• [Text]:
....................
Johannes Eisele | AFP | Getty Images

If the market is in an everything bubble, wealthy Americans are headed into 2022 saying they don’t really want much more — of anything, according to a recent CNBC survey of millionaires.

Wealthy investor sentiment is still tilted to the bullish, if moderating, with millionaires anticipating higher interest rates and tax rates in 2022. More millionaires (41%) say the economy will get stronger next year, versus 35% who say it will weaken, according to the recent CNBC Millionaire Survey. Just over half (52%) of millionaires expect the S&P 500 to finish 2022 with a gain of 5% or more.

But it’s another finding from the CNBC survey which is the most telling, and signals a downshift in enthusiasm from millionaires in the market, and an overall risk appetite that has weakened, even as the market has come through the latest omicron and Fed fears to see the S&P 500 set a new record and the Dow Jones Industrial Average remain near its highest-ever level.

Twice a year the CNBC Millionaire Survey asks investors which major asset classes they plan to increase exposure to over the next year. Investor appetite for every investment type is now lower than it was in the Spring 2021 survey. The percentage of millionaires who say they will be increasing investment declined across every single asset class, including equities, investment real estate, alternative investments, international investments, and precious metals.

For the CNBC Millionaire Survey, Spectrem Group surveyed 750 Americans with investable assets of $1 million in October and November.

Can’t take more risk, can’t get out of the market

“The market is high and people are nervous,” said Lew Altfest, CEO of Alfest Personal Wealth Management. “Our clients are fearful, but none of them are at the point of getting out,” he said. “They haven’t got the guts to pull out,” he said.

“You can’t really get much more risk on as far as fresh dollars,” said Doug Boneparth, president of Bone Fide Wealth. “What are you going to do? Dump all your large-caps and invest in all emerging markets stocks. No one is doing that,” he said. 

Thirteen years into a bull market run, and after a big pickup in volatility last year that was resolved with government stimulus and the Fed printing more money, “there is limited room to move up, so maybe you take your foot off the pedal here,” Boneparth said.

That doesn’t mean any market conditions that would equate to a significant de-risking, but it makes sense if people are taking a step back and reassessing their portfolios. “It’s been one hell of a ride and risk appetites have only increased in the not too distant past,” he added.
....................
• [Data]:
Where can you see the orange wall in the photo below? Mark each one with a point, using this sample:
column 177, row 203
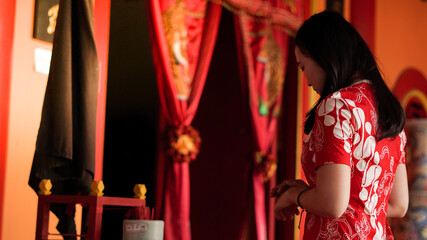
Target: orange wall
column 26, row 98
column 401, row 37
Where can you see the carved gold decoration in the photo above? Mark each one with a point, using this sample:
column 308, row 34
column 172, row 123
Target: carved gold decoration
column 97, row 187
column 53, row 14
column 177, row 41
column 45, row 186
column 139, row 190
column 268, row 162
column 184, row 143
column 272, row 56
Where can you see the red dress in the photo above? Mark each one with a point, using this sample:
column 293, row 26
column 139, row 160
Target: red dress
column 344, row 133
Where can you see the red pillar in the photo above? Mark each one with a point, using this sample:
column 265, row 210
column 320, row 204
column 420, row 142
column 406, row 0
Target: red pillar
column 7, row 20
column 102, row 33
column 362, row 16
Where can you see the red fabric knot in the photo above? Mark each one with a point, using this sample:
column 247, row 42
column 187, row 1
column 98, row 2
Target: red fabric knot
column 268, row 163
column 184, row 143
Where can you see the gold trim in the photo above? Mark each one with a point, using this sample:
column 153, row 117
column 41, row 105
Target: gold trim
column 299, row 135
column 263, row 18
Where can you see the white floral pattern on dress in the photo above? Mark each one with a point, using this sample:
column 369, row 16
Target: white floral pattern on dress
column 344, row 132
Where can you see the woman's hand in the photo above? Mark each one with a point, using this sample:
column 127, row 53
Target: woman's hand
column 285, row 208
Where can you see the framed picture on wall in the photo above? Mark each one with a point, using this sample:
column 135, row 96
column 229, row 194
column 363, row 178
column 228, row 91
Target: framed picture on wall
column 45, row 13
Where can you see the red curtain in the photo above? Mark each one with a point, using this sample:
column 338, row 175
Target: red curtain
column 262, row 31
column 183, row 34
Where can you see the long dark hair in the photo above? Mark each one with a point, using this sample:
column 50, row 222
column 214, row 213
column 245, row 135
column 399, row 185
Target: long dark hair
column 338, row 48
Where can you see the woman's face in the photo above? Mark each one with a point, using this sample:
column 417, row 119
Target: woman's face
column 314, row 74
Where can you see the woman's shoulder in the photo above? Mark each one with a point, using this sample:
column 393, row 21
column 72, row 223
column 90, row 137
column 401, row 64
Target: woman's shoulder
column 358, row 95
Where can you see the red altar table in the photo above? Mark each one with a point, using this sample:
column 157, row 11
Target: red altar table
column 93, row 207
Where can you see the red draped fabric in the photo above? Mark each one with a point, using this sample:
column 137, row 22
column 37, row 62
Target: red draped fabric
column 262, row 32
column 183, row 34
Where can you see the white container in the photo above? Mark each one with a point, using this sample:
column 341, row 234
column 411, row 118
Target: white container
column 143, row 229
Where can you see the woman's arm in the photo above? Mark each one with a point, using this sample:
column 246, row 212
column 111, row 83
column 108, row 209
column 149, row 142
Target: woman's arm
column 399, row 196
column 329, row 198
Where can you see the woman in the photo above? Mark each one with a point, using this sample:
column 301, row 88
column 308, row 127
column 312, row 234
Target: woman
column 353, row 155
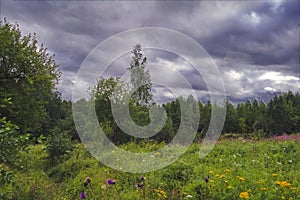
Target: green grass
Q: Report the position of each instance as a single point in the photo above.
(263, 169)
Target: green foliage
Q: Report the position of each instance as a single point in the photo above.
(28, 75)
(59, 146)
(140, 78)
(10, 141)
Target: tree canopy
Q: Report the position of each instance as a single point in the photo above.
(28, 77)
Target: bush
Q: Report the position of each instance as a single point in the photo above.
(59, 146)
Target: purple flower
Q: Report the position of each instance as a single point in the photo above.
(111, 182)
(206, 179)
(82, 195)
(88, 179)
(139, 185)
(143, 178)
(85, 184)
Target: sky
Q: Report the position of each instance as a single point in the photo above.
(254, 44)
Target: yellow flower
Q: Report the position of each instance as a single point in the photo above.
(263, 189)
(244, 195)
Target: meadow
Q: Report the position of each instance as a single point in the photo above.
(235, 169)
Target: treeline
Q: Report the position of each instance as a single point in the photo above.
(280, 115)
(31, 106)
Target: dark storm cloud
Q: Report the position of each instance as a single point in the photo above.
(250, 41)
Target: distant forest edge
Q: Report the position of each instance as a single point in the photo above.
(32, 107)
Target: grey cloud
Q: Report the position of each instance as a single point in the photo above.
(246, 37)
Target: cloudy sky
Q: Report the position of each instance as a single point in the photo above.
(254, 44)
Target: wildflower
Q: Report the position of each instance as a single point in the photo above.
(263, 189)
(88, 179)
(244, 195)
(111, 182)
(284, 184)
(278, 182)
(82, 195)
(206, 179)
(85, 184)
(143, 178)
(161, 193)
(139, 185)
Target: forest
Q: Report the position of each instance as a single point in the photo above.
(35, 118)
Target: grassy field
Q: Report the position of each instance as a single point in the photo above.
(234, 169)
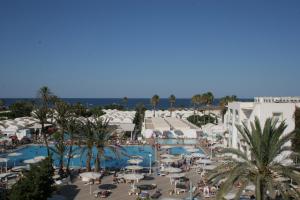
....................
• [Work request]: Write out the passage of the millionaire survey article starting at "But it’s another" and ending at "its highest-ever level.", copied word for word.

• [Solution to the problem]:
But it’s another finding from the CNBC survey which is the most telling, and signals a downshift in enthusiasm from millionaires in the market, and an overall risk appetite that has weakened, even as the market has come through the latest omicron and Fed fears to see the S&P 500 set a new record and the Dow Jones Industrial Average remain near its highest-ever level.